Task requirements: Pick up the abstract below on radiation-induced oxidative stress and radio-adaptive responses, and continue it after its final sentence.

Document segment:
--- --- ---
The role of radiation induced oxidative stress as a regulator of radio-adaptive responses



Various sources of radiation including radiofrequency, electromagnetic radiation (EMR), low- dose X-radiation, low-level microwave radiation and ionizing radiation (IR) are indispensable parts of modern life. In the current review, we discussed the adaptive responses of biological systems to radiation with a focus on the impacts of radiation-induced oxidative stress (RIOS) and its molecular downstream signaling pathways.

Materials and Methods

A comprehensive search was conducted in Web of Sciences, PubMed, Scopus, Google Scholar, Embase, and Cochrane Library. Keywords included Mesh terms of “radiation”, “electromagnetic radiation”, “adaptive immunity”, “oxidative stress”, and “immune checkpoints”. Manuscript published up until December 2019 were included.


RIOS induces various molecular adaptors connected with adaptive responses in radiation exposed cells. One of these adaptors includes p53 which promotes various cellular signaling pathways. RIOS also activates the intrinsic apoptotic pathway by depolarization of the mitochondrial membrane potential and activating the caspase apoptotic cascade. RIOS is also involved in radiation-induced proliferative responses through interaction with mitogen-activated protein kinases (MAPks) including p38 MAPK, ERK, and c-Jun N-terminal kinase (JNK). Protein kinase B (Akt)/phosphoinositide 3-kinase (PI3K) signaling pathway has also been reported to be involved in RIOS-induced proliferative responses. Furthermore, RIOS promotes genetic instability by introducing DNA structural and epigenetic alterations, as well as attenuating DNA repair mechanisms. Inflammatory transcription factors including macrophage migration inhibitory factor (MIF), nuclear factor κB (NF-κB), and signal transducer and activator of transcription-3 (STAT-3) paly major role in RIOS-induced inflammation.


In conclusion, RIOS considerably contributes to radiation induced adaptive responses. Other possible molecular adaptors modulating RIOS-induced responses are yet to be divulged in future studies.
--- --- ---
Supplied data:
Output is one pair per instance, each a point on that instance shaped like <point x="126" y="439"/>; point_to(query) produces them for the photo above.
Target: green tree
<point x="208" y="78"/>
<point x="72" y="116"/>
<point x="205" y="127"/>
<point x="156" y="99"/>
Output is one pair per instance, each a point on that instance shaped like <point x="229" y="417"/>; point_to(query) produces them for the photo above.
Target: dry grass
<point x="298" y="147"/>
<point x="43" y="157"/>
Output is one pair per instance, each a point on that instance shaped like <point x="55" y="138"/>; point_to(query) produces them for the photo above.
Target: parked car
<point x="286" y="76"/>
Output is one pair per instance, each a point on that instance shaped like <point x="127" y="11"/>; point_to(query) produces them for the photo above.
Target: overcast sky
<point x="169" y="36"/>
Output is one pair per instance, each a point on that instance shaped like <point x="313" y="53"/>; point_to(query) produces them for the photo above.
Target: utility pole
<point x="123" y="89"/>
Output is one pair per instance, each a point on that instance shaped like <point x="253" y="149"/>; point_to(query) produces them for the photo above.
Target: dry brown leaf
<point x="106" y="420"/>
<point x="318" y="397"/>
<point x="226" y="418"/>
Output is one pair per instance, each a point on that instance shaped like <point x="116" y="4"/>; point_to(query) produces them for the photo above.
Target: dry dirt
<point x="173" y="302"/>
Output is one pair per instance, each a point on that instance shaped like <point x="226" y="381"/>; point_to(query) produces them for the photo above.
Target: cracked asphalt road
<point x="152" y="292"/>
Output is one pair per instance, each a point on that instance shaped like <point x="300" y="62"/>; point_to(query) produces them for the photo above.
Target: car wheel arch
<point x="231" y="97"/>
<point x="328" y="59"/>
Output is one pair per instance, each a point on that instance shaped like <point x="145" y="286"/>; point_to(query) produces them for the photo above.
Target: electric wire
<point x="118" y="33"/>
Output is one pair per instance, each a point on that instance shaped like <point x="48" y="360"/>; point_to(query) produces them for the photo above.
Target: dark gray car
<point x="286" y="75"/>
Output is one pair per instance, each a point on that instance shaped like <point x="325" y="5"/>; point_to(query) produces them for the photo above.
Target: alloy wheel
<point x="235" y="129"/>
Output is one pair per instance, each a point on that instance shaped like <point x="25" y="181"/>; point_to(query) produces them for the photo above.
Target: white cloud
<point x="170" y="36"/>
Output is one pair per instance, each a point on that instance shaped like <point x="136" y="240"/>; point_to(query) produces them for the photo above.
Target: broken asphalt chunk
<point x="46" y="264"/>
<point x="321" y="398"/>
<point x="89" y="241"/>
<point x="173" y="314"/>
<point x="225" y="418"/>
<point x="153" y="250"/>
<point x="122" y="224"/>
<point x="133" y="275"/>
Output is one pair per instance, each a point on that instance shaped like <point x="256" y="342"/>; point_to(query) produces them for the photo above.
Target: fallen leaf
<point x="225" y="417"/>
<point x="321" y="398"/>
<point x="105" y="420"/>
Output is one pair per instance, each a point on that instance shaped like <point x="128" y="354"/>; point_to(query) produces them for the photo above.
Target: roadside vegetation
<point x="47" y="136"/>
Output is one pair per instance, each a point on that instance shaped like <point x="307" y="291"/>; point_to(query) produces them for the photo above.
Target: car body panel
--- --- ---
Answer:
Figure 1. Major sources of increased cellular oxidative stress following radiation. Either ionizing or non-ionizing radiation can induce ROS and decrease reductive content within cells. This is usually warranted either through disturbing the electron transfer chain within the mitochondrial membrane, or direct dissociation of water molecule into free radicals.

Figure 3. Potential roles of radiation-induced oxidative stress in apoptosis, proliferation, and cell senescence. Increased ROS can promote apoptotic pathways by both induction of p53 signaling and activation of intrinsic caspase-dependent apoptosis. Also, increased ROS content of cells exposed to radiation may promote the proliferative response by p38 MAPK signaling pathway. Moreover, it was suggested that MAPK pathway can lead to cell senescence through induction of p16 downstream pathways.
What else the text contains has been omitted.